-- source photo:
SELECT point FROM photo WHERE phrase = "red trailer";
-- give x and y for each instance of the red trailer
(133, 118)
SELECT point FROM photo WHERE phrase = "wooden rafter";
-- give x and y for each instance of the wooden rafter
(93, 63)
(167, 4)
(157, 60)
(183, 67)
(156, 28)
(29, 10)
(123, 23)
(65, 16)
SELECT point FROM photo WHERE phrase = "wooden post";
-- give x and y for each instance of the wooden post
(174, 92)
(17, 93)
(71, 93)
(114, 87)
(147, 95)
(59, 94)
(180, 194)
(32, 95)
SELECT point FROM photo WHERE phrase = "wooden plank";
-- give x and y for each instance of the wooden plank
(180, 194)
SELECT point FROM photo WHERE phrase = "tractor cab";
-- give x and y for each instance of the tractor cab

* * *

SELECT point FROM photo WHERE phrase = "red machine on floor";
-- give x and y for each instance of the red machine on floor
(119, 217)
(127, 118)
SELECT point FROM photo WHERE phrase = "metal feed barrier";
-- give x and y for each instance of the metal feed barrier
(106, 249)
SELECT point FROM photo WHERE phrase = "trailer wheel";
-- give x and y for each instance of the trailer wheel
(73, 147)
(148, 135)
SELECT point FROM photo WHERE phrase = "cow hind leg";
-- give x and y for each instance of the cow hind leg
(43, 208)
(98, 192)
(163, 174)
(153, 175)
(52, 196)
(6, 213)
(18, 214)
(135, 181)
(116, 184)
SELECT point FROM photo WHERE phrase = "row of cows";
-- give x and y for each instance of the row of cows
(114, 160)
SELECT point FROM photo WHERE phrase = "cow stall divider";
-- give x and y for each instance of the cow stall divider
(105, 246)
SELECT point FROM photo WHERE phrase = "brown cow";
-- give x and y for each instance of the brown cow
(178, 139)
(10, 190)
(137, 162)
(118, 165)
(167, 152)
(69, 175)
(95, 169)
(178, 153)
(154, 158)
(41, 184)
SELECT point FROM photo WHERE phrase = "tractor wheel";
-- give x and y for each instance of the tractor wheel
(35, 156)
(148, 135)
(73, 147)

--

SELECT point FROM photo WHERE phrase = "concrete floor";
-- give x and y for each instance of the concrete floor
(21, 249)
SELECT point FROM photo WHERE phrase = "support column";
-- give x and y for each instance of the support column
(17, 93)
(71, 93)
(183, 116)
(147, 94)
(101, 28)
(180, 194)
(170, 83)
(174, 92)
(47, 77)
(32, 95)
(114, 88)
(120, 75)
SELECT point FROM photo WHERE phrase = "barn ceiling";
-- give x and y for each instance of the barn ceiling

EXERCISE INSTRUCTIONS
Check each line in the listing above for the string "ceiling", then report how many lines contain it, with no other text.

RESULT OF THIS EXERCISE
2